(Records for the task)
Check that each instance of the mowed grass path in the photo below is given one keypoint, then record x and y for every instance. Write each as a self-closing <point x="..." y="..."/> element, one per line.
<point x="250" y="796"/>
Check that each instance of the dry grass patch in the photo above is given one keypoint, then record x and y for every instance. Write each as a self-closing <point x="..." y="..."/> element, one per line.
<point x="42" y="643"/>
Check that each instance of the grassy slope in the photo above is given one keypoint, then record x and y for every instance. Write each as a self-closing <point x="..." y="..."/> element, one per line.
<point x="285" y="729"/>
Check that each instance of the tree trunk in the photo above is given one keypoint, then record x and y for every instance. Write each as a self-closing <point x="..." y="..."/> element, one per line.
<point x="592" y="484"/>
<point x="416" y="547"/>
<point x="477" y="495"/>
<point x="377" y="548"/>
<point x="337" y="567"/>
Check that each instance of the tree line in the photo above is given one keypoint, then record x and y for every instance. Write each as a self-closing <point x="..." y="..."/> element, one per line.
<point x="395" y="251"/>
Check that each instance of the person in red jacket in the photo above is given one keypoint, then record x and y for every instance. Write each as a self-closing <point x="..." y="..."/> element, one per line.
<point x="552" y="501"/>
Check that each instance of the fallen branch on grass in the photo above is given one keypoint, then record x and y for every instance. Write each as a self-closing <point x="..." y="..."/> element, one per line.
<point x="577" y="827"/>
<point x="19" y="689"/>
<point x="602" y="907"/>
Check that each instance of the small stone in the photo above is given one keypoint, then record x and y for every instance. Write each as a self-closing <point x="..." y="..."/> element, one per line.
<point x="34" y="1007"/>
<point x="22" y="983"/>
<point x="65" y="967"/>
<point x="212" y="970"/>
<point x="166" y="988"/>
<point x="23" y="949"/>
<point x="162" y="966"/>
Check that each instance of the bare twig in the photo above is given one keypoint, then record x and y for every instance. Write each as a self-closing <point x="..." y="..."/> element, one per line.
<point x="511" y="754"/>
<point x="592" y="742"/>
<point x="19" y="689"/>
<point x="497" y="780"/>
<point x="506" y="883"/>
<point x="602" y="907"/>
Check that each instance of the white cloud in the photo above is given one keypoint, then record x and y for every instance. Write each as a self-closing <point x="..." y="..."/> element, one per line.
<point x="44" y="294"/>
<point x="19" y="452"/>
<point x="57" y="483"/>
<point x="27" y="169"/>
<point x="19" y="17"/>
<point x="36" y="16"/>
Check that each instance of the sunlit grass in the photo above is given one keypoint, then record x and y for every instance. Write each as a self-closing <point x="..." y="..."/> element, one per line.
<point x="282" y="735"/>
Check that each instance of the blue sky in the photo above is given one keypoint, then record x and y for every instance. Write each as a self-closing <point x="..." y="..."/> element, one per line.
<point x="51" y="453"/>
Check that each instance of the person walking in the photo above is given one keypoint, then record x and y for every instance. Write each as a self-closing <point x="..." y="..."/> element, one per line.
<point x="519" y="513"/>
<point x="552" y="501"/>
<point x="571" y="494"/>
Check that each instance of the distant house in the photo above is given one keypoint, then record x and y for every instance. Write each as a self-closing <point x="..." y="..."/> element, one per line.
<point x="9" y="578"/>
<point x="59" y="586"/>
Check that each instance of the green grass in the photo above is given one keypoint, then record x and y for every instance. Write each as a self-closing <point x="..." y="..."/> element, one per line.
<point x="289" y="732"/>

(What you need to do)
Can you give every line above again, exactly as written?

(Result of this task)
Check that each instance of the mowed grass path in the photo below is given one keypoint, then record x and y for every instance. Write each as a self-closing <point x="..." y="..."/> element, one per line.
<point x="250" y="796"/>
Check that each instance of the dry grass patch in the photo above is given one keypoint, then record x and y for every instance. Write each as a self-closing <point x="..." y="..."/> element, one per line.
<point x="42" y="643"/>
Check that each instance of the grassy slope in the photo above is given one keypoint, then record x and y for every instance. Write each as a self-closing <point x="..." y="..."/> element, one per line.
<point x="285" y="729"/>
Check that each instance of the tree trunk in the photo above is given one keypoint, then record x and y for every instance. Write each as a self-closing <point x="..." y="..."/> element, one per line.
<point x="592" y="484"/>
<point x="416" y="547"/>
<point x="477" y="495"/>
<point x="377" y="548"/>
<point x="337" y="567"/>
Check that each instance of the tree line in the photo above is given one keypoint, then record x and y for every instance. Write each as a self-closing <point x="..." y="..."/> element, one per line.
<point x="395" y="251"/>
Check that each instance of the person in red jacket in the photo above is given one keypoint, then record x and y for every instance. Write each as a self-closing <point x="..." y="..."/> element, one per line.
<point x="552" y="501"/>
Check that each instance of the fallen branch on grass in the photo above is given one keypoint, then record x and y for every instance. Write each as a self-closing <point x="..." y="..."/> element, one per line.
<point x="577" y="827"/>
<point x="19" y="689"/>
<point x="602" y="907"/>
Check that each instance of the small stone in the photo above is given one keypoint, then record x and y for every instance. Write each as a self-closing <point x="..." y="..."/> element, one per line.
<point x="34" y="1007"/>
<point x="22" y="983"/>
<point x="65" y="967"/>
<point x="212" y="970"/>
<point x="166" y="988"/>
<point x="23" y="949"/>
<point x="162" y="966"/>
Check that each instance of the bare twig in the photo above is given one keypoint, then record x and y for every instance. Write each as a self-closing <point x="..." y="..."/> element, one per line.
<point x="511" y="754"/>
<point x="592" y="742"/>
<point x="19" y="689"/>
<point x="497" y="780"/>
<point x="506" y="883"/>
<point x="602" y="907"/>
Check that each instance of the white cloud in the photo above is given one keypoint, then record x and y for every instance. Write each as a self-closing <point x="..." y="..."/> element, one per line.
<point x="44" y="294"/>
<point x="19" y="452"/>
<point x="57" y="483"/>
<point x="27" y="169"/>
<point x="19" y="17"/>
<point x="36" y="16"/>
Check that each instance of the sunlit grass in the photo above is given one keypoint, then record x and y for every instance. Write each as a self-closing <point x="..." y="..."/> element, one per line.
<point x="282" y="735"/>
Check that each instance of the blue sky in the photo above is given one keypoint, then record x and y for every instance. Write each as a self-closing <point x="..." y="..."/> element, one per line.
<point x="51" y="453"/>
Check that each instance of the person walking in the photo above is given one keypoint, then record x and y for every instance. Write each as a self-closing <point x="..." y="..."/> element, one per line.
<point x="519" y="513"/>
<point x="552" y="501"/>
<point x="571" y="494"/>
Check that each instance of the distant house in the photo above is given one keypoint, then record x and y for every instance. Write each as a self-closing <point x="..." y="..."/> element, one per line.
<point x="9" y="578"/>
<point x="59" y="586"/>
Check that each instance of the green grass in the photo above is given one keypoint, then record x and y for every instance. Write each as a self-closing <point x="..." y="..."/> element, one per line.
<point x="289" y="732"/>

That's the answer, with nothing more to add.